→ Reading text
########
This README serves as developer documentation for CSV.jl internals. It doesn't pretend to be comprehensive, but was created with the aim to explain both the overall strategies CSV.jl uses in parsing delimited files as well as the trickiest mechanics and some of the reasoning that went into the architecture.

CSV.File

Let's go over details specific to CSV.File.

General parsing strategy/mechanics

In the context.jl file, we take care of processing/validating all the various options/keyword arguments from the first CSV.File/CSV.read call. The end result in a CSV.Context object, which represents a parsing "context" of a delimited file. It holds a reference to the input buffer as a Vector{UInt8}, detected or generated column names, byte position where parsing should start, whether parsing should use multiple threads, etc. One of the key fields of CSV.Context is ctx.columns, which is a Vector{CSV.Column}. A CSV.Column holds a bunch of information related to parsing a single column in a file, including it's currently detected/user-specified type, whether any missing values have been encountered, if the column will be dropped after parsing, whether it should be pooled, etc.

So the general strategy is to get the overall CSV.Context for a delimited file, then pass then choose one of two main paths for actual parsing based on whether parsing will use multiple threads or not. For non-threaded, we go directly into parsing the file, row by row, until finished. For multithreaded parsing, the CSV.Context will have determined the starting byte positions for each chunk and also sampled column types, so we spawn a threaded task per file "chunk", then need to synchronize the chunks after each has finished. This syncing is to ensure the parsed/detected types match and that pooled columns have matching refs. The final step for single or multithreaded parsing is to make the final columns: if no missing values were encountered, then we'll "unwrap" the SentinelArray to get a normal Vector for most standard types; for pooled columns, we'll create the actual PooledArray; for stringtype=PosLenString, we make a PosLenStringVector. For multithreaded parsing, we do the same steps, but also link the different threaded chunks into single long columns via ChainedVector.
########
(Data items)
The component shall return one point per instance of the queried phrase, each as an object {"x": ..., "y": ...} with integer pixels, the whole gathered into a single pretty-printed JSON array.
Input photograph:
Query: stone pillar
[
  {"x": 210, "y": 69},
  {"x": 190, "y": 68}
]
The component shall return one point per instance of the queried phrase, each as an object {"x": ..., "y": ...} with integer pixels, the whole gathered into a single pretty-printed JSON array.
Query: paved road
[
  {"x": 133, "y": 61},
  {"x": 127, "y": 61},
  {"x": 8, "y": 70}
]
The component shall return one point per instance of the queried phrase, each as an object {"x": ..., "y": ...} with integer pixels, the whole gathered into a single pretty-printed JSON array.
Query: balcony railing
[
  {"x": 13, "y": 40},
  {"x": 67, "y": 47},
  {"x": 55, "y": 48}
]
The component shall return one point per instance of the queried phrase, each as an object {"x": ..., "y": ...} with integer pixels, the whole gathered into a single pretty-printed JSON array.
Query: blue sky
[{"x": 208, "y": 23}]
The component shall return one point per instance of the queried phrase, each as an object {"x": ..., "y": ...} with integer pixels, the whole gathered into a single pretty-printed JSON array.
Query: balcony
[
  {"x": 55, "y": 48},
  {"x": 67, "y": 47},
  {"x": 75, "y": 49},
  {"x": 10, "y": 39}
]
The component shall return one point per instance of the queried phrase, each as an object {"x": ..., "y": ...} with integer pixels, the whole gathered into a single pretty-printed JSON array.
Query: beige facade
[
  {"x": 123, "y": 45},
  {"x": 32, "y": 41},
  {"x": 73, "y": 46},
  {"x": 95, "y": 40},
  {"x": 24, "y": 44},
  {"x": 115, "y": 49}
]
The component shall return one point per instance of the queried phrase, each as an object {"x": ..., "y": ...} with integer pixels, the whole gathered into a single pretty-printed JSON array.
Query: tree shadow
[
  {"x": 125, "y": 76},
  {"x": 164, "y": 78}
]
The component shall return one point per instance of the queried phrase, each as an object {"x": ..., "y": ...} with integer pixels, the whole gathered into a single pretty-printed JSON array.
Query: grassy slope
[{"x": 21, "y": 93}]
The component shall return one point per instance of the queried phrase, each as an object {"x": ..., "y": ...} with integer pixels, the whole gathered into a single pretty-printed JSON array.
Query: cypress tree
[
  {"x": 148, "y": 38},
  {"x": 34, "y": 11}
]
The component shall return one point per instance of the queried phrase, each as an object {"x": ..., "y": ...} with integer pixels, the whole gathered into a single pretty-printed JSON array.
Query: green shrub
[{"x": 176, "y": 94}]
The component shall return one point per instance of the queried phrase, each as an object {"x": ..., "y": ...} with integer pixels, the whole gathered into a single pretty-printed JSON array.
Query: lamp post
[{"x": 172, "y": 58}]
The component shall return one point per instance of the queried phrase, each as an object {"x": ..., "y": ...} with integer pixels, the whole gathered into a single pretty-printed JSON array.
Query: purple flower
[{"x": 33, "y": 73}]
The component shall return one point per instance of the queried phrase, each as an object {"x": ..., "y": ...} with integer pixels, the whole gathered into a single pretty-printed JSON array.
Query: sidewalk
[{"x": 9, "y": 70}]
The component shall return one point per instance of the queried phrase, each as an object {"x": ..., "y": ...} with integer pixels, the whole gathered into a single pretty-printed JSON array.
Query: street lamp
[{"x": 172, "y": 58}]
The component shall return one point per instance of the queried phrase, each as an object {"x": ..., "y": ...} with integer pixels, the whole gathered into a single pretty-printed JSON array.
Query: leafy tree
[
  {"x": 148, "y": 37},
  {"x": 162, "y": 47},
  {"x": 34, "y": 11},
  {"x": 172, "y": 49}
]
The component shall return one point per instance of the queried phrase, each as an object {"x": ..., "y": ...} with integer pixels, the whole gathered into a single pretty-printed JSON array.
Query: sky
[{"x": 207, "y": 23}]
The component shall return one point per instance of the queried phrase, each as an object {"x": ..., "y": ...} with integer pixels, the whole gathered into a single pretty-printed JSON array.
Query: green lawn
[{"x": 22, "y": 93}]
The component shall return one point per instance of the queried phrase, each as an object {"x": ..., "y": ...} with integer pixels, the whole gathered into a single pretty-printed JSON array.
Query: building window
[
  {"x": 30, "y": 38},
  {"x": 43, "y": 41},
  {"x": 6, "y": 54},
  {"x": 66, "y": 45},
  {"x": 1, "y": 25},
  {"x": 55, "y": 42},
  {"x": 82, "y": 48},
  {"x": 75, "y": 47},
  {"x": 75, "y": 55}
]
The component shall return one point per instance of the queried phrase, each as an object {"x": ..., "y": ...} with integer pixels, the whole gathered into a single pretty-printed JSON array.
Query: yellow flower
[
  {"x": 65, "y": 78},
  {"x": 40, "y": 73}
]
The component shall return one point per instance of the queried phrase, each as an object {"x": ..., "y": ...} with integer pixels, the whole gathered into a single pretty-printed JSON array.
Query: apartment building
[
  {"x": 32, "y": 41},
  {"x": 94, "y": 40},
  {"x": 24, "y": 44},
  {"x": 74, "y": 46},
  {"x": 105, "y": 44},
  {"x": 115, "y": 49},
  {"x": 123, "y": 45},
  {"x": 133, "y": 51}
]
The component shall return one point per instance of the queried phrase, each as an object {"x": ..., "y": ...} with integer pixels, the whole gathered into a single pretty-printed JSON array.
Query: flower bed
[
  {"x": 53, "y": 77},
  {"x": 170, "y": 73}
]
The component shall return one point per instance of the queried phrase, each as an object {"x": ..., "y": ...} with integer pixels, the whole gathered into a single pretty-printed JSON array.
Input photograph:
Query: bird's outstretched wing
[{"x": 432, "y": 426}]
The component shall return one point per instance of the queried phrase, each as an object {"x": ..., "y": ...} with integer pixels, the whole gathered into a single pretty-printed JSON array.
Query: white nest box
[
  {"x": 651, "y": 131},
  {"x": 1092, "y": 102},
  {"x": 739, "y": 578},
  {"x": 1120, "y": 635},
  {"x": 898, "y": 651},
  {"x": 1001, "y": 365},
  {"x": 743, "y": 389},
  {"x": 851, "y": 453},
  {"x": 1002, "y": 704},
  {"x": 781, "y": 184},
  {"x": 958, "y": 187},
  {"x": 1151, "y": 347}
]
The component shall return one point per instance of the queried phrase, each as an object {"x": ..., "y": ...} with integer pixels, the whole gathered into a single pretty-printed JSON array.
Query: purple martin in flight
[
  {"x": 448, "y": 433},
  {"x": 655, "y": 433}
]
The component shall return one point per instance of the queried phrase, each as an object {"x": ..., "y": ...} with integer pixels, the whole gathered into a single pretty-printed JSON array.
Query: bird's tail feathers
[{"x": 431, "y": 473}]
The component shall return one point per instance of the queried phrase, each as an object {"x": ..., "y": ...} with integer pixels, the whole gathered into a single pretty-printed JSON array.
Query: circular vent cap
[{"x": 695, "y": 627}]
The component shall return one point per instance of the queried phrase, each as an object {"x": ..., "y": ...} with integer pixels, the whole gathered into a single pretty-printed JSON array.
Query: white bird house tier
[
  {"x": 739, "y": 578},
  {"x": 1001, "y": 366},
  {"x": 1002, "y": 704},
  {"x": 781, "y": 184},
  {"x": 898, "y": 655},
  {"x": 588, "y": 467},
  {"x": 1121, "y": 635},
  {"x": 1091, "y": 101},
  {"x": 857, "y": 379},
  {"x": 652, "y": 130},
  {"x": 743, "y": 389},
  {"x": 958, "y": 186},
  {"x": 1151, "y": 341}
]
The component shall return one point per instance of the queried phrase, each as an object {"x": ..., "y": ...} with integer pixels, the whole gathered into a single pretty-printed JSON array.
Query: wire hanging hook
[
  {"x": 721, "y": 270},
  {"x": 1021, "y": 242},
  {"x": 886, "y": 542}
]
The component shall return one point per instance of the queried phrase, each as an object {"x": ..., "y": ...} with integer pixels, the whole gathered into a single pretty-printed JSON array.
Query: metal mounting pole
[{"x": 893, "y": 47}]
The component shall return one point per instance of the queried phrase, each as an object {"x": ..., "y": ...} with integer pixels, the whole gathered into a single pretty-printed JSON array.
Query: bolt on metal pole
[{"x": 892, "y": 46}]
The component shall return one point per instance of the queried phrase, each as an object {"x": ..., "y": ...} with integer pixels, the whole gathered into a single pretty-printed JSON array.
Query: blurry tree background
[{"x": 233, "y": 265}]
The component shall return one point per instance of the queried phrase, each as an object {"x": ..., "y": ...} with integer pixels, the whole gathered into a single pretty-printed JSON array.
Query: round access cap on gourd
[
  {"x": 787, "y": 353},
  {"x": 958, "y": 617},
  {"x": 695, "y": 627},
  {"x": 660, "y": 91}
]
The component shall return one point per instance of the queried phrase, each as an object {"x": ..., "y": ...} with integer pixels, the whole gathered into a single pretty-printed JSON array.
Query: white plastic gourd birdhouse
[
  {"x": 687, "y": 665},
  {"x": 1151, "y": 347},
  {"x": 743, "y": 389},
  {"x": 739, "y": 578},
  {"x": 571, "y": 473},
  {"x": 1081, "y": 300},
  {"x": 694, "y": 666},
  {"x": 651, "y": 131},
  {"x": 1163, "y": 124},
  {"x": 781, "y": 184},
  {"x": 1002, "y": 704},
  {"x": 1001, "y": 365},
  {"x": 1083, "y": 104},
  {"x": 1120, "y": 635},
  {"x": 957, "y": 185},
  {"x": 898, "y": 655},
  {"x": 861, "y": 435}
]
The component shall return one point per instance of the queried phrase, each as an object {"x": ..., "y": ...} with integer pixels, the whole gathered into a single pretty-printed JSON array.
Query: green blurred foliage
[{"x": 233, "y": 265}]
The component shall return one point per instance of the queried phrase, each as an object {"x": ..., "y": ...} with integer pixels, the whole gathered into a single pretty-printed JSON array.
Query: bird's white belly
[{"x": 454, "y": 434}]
########
In the CSV.jl internals text, take the passage that begins with "This README serves" and ends with "into the architecture.", swap "developer documentation" for "maintainer notes", and write out the passage.

→ Exercise response
This README serves as maintainer notes for CSV.jl internals. It doesn't pretend to be comprehensive, but was created with the aim to explain both the overall strategies CSV.jl uses in parsing delimited files as well as the trickiest mechanics and some of the reasoning that went into the architecture.